═════ EXERCISE PASSAGE

It might be that instead of constrained by travel, they are constrained by real estate value.

There are a few places where you don't need a car. I didn't have a car in NYC and now I still don't in Chicago. Of course if you can't afford a car you probably can't afford to move.
Nor is New York or Chicago a good place to move if you’re very poor, as the housing and cost of living are difficult to manage.
Ironically places where you have happily live without a car tend to be more expensive to live in. It's not just the moving costs; if you can't afford a car you probably also can't afford the rent in a place where you don't need a car.
Probably that has a lot to do with the fact (or my opinion) that places where you can live car-free are also much nicer places to live, thus more sought after. Although I base that mostly on myself I’m sure there is some research into it.
You would have to pay me to live in New York again
I think this is a reason a lot of people live in New York...
Sometimes people are like, 'Why'd you move back to New York?' And I was like, 'I don't know, I just really love the ambience and there's such a charm to the city, you know?
As usual, an over–generalization. Some places are like that, others are not. I myself live in a place that has both good access to the interstate for visits to neighboring towns, and is extremely walkable. There are two grocery stores within half a mile, more than a dozen restaurants, lots of other types of stores, office buildings, etc. It’s not perfect though; it could do with more apartment buildings in amongst the restaurants in my opinion.

Still, I generally agree that the permitting process in many places is ridiculous, especially in big cities. But many people do want to live in a house with a yard; it’s not like the government is forcing people to do so.

How much is your rent? Because, as OP mentioned:

>they're revitalizing as lifestyle areas that are very expensive to live in.

More expensive than some, not as expensive as others.
The government is literally forcing them in the case of virtually all new residential development. In most places it is illegal to have lots under 5000 square feet or more than one family on a lot (no duplexes etc). In many places the lot size restrictions are even more extreme, requiring 10-20k sqft per lot.

Almost every inch of the US and Canada has a litany of rules saying that buildings have to be 20’ or more set back from the street and have to leave 5-10’ on each side clear on the sides and rear. Usually they are limited to two stories and in some cases only one.

A lot of places take this further with rules on how much of your house has to be brick, or what color the roof can be etc. And since that’s still not enough to please some people’s desire for perfect conformity, most modern homes layer on top of this special HOA rules, for example restricting what kind of window shades are acceptable and how tall and green your grass most be. These rules are enforced by the local municipality and backed by the force of the police.

I have no doubt that there are many people who like single family housing and would buy designs like the common cookie cutter standard if it was part of a truly free market menu, but how much genuine demand exists we will never know, because virtually nothing else is legal and it hasn’t been for two generations now! People generally don’t “want” things they’ve never experienced and have no access to.

Just to drive this point home, imagine we passed a law saying that people were only allowed to eat seafood of certain dimensions and without tentacles. Fish, shrimp, and lobster between 1-7 lbs are OK. No squid or octopus. You can cook them however you want, except no grilled salmon is allowed in Vermont. Any other food requires years of community hearings to acquire one-off conditional approvals on a meal by meal basis.

══════════
═════ DATA SUPPLIED

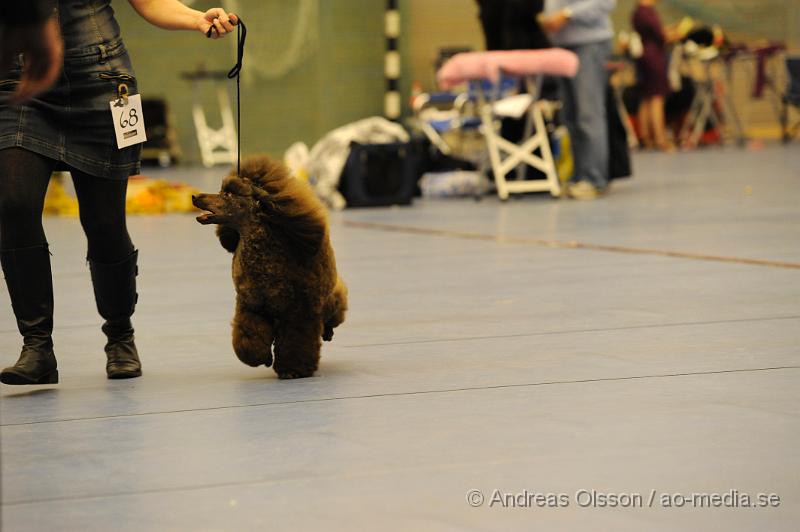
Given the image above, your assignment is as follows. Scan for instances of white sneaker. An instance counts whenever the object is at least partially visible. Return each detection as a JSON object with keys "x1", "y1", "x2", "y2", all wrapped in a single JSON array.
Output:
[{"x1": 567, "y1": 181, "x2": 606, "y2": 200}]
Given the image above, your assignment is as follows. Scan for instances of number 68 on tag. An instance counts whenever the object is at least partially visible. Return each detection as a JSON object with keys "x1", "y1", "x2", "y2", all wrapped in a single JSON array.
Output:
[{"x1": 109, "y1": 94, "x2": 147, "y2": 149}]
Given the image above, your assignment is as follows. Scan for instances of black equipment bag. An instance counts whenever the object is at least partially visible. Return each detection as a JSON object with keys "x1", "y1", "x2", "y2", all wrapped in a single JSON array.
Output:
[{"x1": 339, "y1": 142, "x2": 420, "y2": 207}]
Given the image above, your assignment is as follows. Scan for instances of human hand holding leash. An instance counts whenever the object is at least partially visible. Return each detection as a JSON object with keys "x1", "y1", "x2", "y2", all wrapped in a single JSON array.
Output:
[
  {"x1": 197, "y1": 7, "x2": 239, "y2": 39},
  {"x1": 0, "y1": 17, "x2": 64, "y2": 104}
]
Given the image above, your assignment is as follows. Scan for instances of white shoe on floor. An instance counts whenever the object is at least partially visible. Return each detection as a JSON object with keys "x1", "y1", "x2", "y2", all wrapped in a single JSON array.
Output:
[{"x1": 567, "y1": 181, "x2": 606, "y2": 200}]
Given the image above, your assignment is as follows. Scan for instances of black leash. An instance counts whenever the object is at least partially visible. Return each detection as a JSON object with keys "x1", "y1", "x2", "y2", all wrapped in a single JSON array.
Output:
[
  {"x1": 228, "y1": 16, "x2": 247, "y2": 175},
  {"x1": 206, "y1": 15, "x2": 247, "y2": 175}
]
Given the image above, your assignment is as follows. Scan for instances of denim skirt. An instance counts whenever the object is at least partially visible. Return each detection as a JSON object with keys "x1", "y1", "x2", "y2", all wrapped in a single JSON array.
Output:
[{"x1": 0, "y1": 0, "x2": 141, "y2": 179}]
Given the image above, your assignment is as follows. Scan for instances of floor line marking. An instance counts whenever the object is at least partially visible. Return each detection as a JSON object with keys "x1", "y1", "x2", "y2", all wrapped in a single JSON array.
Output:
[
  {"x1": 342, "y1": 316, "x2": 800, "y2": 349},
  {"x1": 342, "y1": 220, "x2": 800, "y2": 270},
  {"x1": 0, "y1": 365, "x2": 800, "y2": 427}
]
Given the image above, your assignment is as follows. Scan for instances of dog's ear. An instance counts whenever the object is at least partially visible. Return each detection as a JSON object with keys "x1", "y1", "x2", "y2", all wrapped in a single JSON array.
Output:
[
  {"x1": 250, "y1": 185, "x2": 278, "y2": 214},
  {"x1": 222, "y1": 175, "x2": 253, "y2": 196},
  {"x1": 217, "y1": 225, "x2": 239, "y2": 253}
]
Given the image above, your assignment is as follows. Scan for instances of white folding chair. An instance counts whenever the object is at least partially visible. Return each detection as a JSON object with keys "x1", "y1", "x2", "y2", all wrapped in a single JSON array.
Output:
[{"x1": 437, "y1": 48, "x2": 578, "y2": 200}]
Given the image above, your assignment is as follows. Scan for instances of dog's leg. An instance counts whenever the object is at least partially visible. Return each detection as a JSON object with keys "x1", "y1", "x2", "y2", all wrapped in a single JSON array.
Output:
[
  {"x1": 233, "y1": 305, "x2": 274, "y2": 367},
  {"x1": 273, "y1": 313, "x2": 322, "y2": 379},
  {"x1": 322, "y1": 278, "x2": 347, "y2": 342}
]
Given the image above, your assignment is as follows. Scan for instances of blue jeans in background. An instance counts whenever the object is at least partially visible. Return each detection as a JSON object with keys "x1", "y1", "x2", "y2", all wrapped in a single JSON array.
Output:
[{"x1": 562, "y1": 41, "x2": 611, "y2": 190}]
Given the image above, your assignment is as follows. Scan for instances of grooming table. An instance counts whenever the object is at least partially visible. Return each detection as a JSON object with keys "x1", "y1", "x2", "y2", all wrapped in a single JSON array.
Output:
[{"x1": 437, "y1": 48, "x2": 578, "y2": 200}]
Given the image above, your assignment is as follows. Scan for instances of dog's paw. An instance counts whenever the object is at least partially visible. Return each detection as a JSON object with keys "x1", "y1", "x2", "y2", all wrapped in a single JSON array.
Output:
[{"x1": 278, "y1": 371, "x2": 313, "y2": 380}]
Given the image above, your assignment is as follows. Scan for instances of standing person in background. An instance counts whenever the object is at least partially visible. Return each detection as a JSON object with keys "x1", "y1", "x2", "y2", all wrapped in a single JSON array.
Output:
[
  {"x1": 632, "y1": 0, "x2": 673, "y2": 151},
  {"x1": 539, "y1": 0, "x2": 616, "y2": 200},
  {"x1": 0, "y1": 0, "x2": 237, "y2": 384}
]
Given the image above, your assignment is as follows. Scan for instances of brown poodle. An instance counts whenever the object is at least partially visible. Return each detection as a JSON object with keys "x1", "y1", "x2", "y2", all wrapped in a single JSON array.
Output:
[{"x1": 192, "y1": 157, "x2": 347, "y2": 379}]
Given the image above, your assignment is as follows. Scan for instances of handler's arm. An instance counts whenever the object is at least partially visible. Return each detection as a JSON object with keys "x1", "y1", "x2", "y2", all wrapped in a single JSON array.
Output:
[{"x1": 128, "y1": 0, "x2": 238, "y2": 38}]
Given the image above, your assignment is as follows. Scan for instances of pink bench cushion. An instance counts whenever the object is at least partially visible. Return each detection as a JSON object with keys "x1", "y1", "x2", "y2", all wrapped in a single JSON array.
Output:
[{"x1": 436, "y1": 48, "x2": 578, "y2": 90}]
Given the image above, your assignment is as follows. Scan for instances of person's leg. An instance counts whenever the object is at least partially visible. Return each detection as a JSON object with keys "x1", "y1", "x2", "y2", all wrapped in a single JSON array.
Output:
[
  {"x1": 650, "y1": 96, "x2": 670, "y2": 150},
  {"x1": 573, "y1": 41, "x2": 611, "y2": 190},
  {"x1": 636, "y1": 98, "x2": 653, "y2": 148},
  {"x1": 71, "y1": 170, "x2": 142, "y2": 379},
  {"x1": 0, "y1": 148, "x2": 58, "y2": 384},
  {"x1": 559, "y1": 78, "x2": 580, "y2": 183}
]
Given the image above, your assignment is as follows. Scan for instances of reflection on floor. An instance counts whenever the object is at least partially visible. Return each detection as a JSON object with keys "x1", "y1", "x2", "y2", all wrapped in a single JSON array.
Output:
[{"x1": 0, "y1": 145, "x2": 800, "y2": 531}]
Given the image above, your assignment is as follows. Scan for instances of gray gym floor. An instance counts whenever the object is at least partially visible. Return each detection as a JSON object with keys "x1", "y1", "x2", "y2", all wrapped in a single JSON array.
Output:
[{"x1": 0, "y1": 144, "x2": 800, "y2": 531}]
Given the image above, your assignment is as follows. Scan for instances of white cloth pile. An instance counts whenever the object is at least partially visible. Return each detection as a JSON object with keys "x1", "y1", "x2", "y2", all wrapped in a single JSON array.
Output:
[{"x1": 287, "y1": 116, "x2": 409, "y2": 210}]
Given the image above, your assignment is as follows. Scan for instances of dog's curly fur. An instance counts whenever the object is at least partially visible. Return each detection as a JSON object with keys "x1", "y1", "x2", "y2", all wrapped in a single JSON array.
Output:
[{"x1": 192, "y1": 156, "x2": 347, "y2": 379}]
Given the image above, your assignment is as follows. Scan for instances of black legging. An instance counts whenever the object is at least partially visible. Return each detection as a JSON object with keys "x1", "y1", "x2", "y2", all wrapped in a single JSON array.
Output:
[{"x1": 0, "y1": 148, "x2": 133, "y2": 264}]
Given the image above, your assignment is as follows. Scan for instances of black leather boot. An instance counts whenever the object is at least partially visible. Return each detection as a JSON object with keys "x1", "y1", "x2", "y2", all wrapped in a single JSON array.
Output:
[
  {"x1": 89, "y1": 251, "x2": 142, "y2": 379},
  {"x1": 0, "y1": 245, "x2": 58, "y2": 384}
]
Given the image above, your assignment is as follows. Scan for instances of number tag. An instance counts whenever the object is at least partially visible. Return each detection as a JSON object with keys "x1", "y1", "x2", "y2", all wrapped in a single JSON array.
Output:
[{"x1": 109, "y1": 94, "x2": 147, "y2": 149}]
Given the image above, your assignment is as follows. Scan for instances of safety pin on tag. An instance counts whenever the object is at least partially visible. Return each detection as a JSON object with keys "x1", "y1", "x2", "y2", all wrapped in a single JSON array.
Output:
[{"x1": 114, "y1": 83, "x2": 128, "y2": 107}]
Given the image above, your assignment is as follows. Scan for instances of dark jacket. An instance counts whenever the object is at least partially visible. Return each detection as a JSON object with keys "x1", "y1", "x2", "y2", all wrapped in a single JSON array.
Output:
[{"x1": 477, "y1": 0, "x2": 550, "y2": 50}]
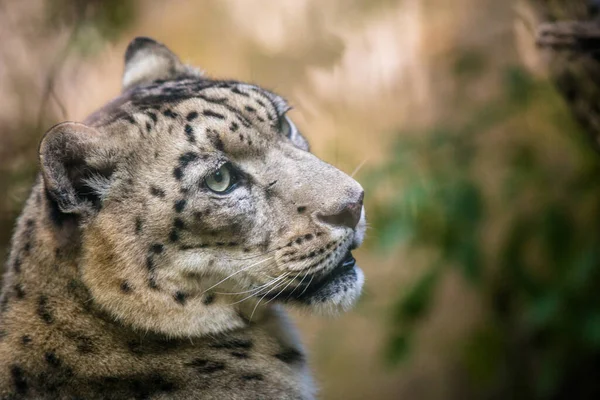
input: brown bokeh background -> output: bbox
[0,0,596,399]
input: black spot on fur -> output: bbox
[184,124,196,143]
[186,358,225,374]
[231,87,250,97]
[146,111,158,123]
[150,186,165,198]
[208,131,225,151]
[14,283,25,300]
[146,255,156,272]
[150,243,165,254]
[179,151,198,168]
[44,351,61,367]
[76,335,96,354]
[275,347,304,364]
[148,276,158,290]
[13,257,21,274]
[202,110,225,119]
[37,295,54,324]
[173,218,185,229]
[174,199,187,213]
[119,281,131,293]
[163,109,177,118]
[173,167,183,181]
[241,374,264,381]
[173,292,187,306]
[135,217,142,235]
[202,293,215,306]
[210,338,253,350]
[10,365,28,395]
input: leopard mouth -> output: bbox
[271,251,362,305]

══════════

[DIRECTIONS]:
Under the rules described in the housing discussion, how far back from the street must buildings be set?

[REPLY TO THE TASK]:
20 feet or more.